WRITTEN EXERCISE:
Copy the records that follow exactly as written, but not their pictures.

### MATERIAL TO PROCESS

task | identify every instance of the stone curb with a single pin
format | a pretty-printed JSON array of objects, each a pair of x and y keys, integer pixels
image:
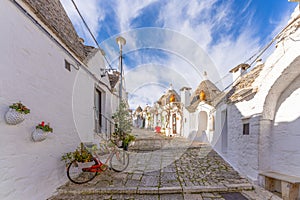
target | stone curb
[{"x": 163, "y": 190}]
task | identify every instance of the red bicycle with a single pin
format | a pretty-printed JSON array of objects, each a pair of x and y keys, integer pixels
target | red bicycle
[{"x": 117, "y": 160}]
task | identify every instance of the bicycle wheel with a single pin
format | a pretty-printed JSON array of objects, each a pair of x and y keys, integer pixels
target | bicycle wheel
[
  {"x": 79, "y": 176},
  {"x": 119, "y": 160}
]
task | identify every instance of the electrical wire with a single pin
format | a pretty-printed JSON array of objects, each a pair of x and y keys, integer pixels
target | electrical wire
[
  {"x": 261, "y": 51},
  {"x": 94, "y": 38}
]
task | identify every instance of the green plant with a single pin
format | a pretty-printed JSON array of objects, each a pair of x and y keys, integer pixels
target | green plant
[
  {"x": 45, "y": 128},
  {"x": 19, "y": 107},
  {"x": 123, "y": 120},
  {"x": 128, "y": 138},
  {"x": 81, "y": 154}
]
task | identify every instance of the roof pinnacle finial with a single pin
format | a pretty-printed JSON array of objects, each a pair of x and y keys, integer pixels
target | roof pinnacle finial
[{"x": 205, "y": 75}]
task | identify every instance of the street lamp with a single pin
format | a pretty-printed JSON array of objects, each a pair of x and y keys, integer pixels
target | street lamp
[{"x": 121, "y": 42}]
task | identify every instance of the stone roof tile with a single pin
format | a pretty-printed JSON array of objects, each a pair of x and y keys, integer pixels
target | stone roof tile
[{"x": 53, "y": 15}]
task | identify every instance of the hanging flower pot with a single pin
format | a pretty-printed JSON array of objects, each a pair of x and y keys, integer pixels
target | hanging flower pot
[
  {"x": 39, "y": 135},
  {"x": 41, "y": 131},
  {"x": 16, "y": 113},
  {"x": 202, "y": 96}
]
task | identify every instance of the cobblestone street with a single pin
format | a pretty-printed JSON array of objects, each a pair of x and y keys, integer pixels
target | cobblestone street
[{"x": 168, "y": 168}]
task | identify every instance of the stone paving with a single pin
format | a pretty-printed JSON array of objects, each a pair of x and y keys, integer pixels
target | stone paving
[{"x": 168, "y": 168}]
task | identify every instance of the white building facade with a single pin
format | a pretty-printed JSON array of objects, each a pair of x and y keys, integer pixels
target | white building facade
[
  {"x": 255, "y": 125},
  {"x": 58, "y": 79}
]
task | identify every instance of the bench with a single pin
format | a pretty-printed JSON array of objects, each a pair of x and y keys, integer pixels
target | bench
[{"x": 289, "y": 184}]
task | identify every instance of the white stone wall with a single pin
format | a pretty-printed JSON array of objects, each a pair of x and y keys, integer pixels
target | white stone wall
[
  {"x": 33, "y": 71},
  {"x": 286, "y": 137},
  {"x": 252, "y": 153},
  {"x": 242, "y": 150},
  {"x": 84, "y": 99}
]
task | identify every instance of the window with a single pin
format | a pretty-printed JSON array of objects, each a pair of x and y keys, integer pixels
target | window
[
  {"x": 246, "y": 129},
  {"x": 67, "y": 65}
]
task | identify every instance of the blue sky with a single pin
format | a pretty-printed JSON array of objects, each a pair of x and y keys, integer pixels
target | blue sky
[{"x": 175, "y": 41}]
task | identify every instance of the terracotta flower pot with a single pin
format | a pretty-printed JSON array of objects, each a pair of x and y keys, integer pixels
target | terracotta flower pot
[
  {"x": 14, "y": 117},
  {"x": 39, "y": 135}
]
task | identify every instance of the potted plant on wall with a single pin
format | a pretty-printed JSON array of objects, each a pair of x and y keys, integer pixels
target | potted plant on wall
[
  {"x": 81, "y": 155},
  {"x": 41, "y": 131},
  {"x": 16, "y": 113},
  {"x": 123, "y": 123},
  {"x": 127, "y": 140}
]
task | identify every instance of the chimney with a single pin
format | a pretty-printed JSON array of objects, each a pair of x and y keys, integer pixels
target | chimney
[
  {"x": 238, "y": 71},
  {"x": 185, "y": 94}
]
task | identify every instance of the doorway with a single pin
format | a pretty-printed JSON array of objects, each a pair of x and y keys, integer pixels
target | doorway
[{"x": 98, "y": 110}]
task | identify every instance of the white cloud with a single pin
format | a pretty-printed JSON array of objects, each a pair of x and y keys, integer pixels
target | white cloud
[
  {"x": 196, "y": 20},
  {"x": 92, "y": 13}
]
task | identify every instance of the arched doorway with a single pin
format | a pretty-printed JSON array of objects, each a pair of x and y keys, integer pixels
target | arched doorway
[{"x": 202, "y": 126}]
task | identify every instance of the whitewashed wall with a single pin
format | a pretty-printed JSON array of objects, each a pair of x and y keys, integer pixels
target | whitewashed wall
[
  {"x": 84, "y": 98},
  {"x": 285, "y": 133},
  {"x": 33, "y": 71},
  {"x": 242, "y": 150},
  {"x": 256, "y": 152}
]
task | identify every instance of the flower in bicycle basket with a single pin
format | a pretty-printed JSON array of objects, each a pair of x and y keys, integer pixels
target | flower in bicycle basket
[
  {"x": 45, "y": 128},
  {"x": 19, "y": 107},
  {"x": 81, "y": 154}
]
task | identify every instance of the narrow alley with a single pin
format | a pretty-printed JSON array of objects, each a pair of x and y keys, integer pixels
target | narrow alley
[{"x": 168, "y": 168}]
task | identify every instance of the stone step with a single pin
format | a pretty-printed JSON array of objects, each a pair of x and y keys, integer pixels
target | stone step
[{"x": 156, "y": 190}]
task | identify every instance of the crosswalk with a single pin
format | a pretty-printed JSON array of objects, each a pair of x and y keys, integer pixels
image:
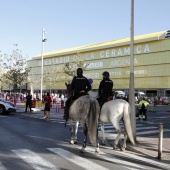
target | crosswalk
[
  {"x": 89, "y": 160},
  {"x": 142, "y": 128}
]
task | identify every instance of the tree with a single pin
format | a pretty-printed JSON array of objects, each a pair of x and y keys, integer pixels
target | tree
[
  {"x": 15, "y": 71},
  {"x": 70, "y": 68}
]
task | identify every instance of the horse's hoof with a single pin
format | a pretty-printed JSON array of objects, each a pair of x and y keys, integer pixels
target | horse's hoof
[
  {"x": 97, "y": 150},
  {"x": 122, "y": 149},
  {"x": 72, "y": 142},
  {"x": 115, "y": 147},
  {"x": 82, "y": 150},
  {"x": 103, "y": 143}
]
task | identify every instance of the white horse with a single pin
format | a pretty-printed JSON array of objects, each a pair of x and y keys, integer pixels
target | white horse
[
  {"x": 113, "y": 111},
  {"x": 82, "y": 109}
]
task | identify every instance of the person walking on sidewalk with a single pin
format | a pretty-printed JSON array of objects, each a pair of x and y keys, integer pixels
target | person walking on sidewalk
[
  {"x": 28, "y": 102},
  {"x": 48, "y": 103},
  {"x": 143, "y": 104}
]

######

SOLUTION TO THE PROBLEM:
task | identify every instance of the stone curb with a single pin
format | a pretty-printed JSON array of objects, each a pair of x and y keys, integer pixels
image:
target | stone curb
[{"x": 163, "y": 190}]
task | identify every instance of the red bicycle with a single pin
format | a pretty-printed JSON array of objects, each a pair of x and y keys, integer pixels
target | red bicycle
[{"x": 117, "y": 160}]
task | identify every instance of the bicycle wheel with a single pin
format | a pretty-printed JSON array of objects, each a pair of x and y keys, integer pixels
target | bicycle wheel
[
  {"x": 79, "y": 176},
  {"x": 119, "y": 160}
]
task | identify every instance of the electrical wire with a single pin
format | a pretty-printed JSON array of objects, each a pair of x and y keys, integer pixels
target | electrical wire
[
  {"x": 261, "y": 51},
  {"x": 94, "y": 38}
]
task | identify every instance of the green plant with a single pin
format | a pretty-printed JSON array of objects, each a pair of x and y keys, integer pixels
target | green plant
[
  {"x": 45, "y": 128},
  {"x": 19, "y": 107},
  {"x": 123, "y": 120},
  {"x": 128, "y": 138},
  {"x": 81, "y": 154}
]
task | identify every instance of the roof pinnacle finial with a single pin
format | a pretty-printed JSON array of objects, each a pair of x and y keys, integer pixels
target | roof pinnacle finial
[{"x": 205, "y": 75}]
task | identify every instance of the street lamp with a single pin
format | a pretty-printed JSON array of objects, each a pair of x and y keys, integer pixels
target | street lamp
[{"x": 121, "y": 42}]
task | identify every instance of the stone roof tile with a single pin
format | a pretty-printed JSON array of objects, each a pair of x and y keys, integer pixels
target | stone roof tile
[{"x": 53, "y": 15}]
task | identify every instance of the hanging flower pot with a single pin
format | a pretty-printed JSON array of objects, each a pair of x and y keys, integer pixels
target | hanging flower pot
[
  {"x": 39, "y": 135},
  {"x": 41, "y": 131},
  {"x": 16, "y": 113},
  {"x": 202, "y": 96}
]
task | identify every instance of the cobblestone street with a single pin
format | a pretty-printed JSON array of objects, each a pair of x and y keys, integer pixels
target | cobblestone street
[{"x": 168, "y": 168}]
task | identify every instance of the stone paving with a single pin
format | a pretty-printed JSON array of objects, each a pair of x and y keys, integer pixels
target | stone paving
[{"x": 168, "y": 168}]
task | identify every instance of the white building facade with a single pin
format | a pretty-printed JSON array of objects, each a pair of x and y keys, integer pixels
target | white building facade
[
  {"x": 255, "y": 125},
  {"x": 58, "y": 79}
]
task | identify every instance of the bench with a single pin
format | a pretty-printed JSON array of objects, each a pair of x and y keys, integer pixels
target | bench
[{"x": 289, "y": 184}]
task | identify every instance of the white stone wall with a single pin
format | a pretty-printed JSON array of objects, each a pair of x and y keys, integer pixels
target | white stone wall
[
  {"x": 33, "y": 71},
  {"x": 286, "y": 137},
  {"x": 252, "y": 153},
  {"x": 242, "y": 150},
  {"x": 84, "y": 99}
]
task | identify every instance of the window with a single pin
format | a pretty-printed JSON array of objects, each a pair of x and y keys, integer pixels
target | window
[
  {"x": 246, "y": 129},
  {"x": 67, "y": 65}
]
task | identify every instance of the blue sky with a single pin
format | a pretty-printed JSON array of objects, each a pair of x and y keys, integer pixels
target | blue sky
[{"x": 175, "y": 41}]
task | identify every instance of the terracotta flower pot with a single pin
format | a pretty-printed JSON array of objects, each a pair of x and y keys, integer pixels
target | terracotta flower pot
[
  {"x": 14, "y": 117},
  {"x": 39, "y": 135}
]
task | identify every instance of the potted plant on wall with a single pin
format | a pretty-printed JSON array of objects, each a pair of x and y keys, integer pixels
target | potted plant on wall
[
  {"x": 81, "y": 155},
  {"x": 41, "y": 131},
  {"x": 16, "y": 113},
  {"x": 123, "y": 123},
  {"x": 127, "y": 140}
]
task | identify every instance of the chimney with a single pin
format | a pretty-printed JSON array of objects, each a pair of x and y keys, integer pixels
target | chimney
[
  {"x": 238, "y": 71},
  {"x": 185, "y": 94}
]
task | identify every instance of the doorway with a single pin
format | a pretty-printed JSON array of objects, each a pair of x and y keys, integer pixels
target | doorway
[{"x": 98, "y": 110}]
task | identify every instance of the white cloud with a single pin
format | a pretty-printed JSON array of objects, each a pair of x and y keys, integer pixels
target | white cloud
[
  {"x": 196, "y": 20},
  {"x": 92, "y": 13}
]
task | identify every instance of the arched doorway with a single pin
format | a pretty-printed JSON array of objects, each a pair of x and y keys, integer pixels
target | arched doorway
[{"x": 202, "y": 126}]
task | identify every instance of the whitewashed wall with a single pin
format | a pretty-printed JSON array of objects, each a pair of x and y keys, integer pixels
target | whitewashed wall
[
  {"x": 84, "y": 98},
  {"x": 285, "y": 133},
  {"x": 33, "y": 71},
  {"x": 242, "y": 150},
  {"x": 256, "y": 152}
]
task | identify every instance of the flower in bicycle basket with a single pin
format | a pretty-printed JSON array of objects, each a pair of x and y keys, integer pixels
target | flower in bicycle basket
[
  {"x": 45, "y": 128},
  {"x": 19, "y": 107},
  {"x": 81, "y": 154}
]
task | identify every instance of the narrow alley with a single pin
format | a pretty-printed JSON array of objects, each a pair of x and y keys, integer pixels
target | narrow alley
[{"x": 168, "y": 168}]
task | identify every instance of the stone step with a single pin
format | a pretty-printed JSON array of objects, each a pair of x and y keys, integer pixels
target | stone step
[{"x": 156, "y": 190}]
task | identify every instance of the crosswalk with a single pin
format | a pretty-printed JSON array of objects, each a pair of x and y keys, integer pixels
image:
target | crosswalk
[
  {"x": 89, "y": 160},
  {"x": 142, "y": 128}
]
task | identify every instance of the tree with a single pin
format | a pretty-printed JSON array of objects, each a pair of x and y keys, integer pixels
target | tree
[
  {"x": 15, "y": 71},
  {"x": 70, "y": 68}
]
task | identify every instance of the horse's hoof with a single pin
format | a pretty-printed JSON array of objects, each a pair of x and y keys, integer pixels
target | horse's hoof
[
  {"x": 97, "y": 150},
  {"x": 122, "y": 149},
  {"x": 72, "y": 142},
  {"x": 115, "y": 147},
  {"x": 82, "y": 150},
  {"x": 103, "y": 143}
]
task | identify every instance of the white horse with a single pin
format | a pretty-printed JSON array of objects, each a pair of x and y keys, integer pixels
target | white horse
[
  {"x": 113, "y": 111},
  {"x": 82, "y": 109}
]
task | identify every instance of the person walking on sidewalk with a single pin
format | a pretty-printed JSON array of objects, each a pair of x and y keys, integer pixels
target | person walking on sidewalk
[
  {"x": 28, "y": 102},
  {"x": 48, "y": 103},
  {"x": 143, "y": 104}
]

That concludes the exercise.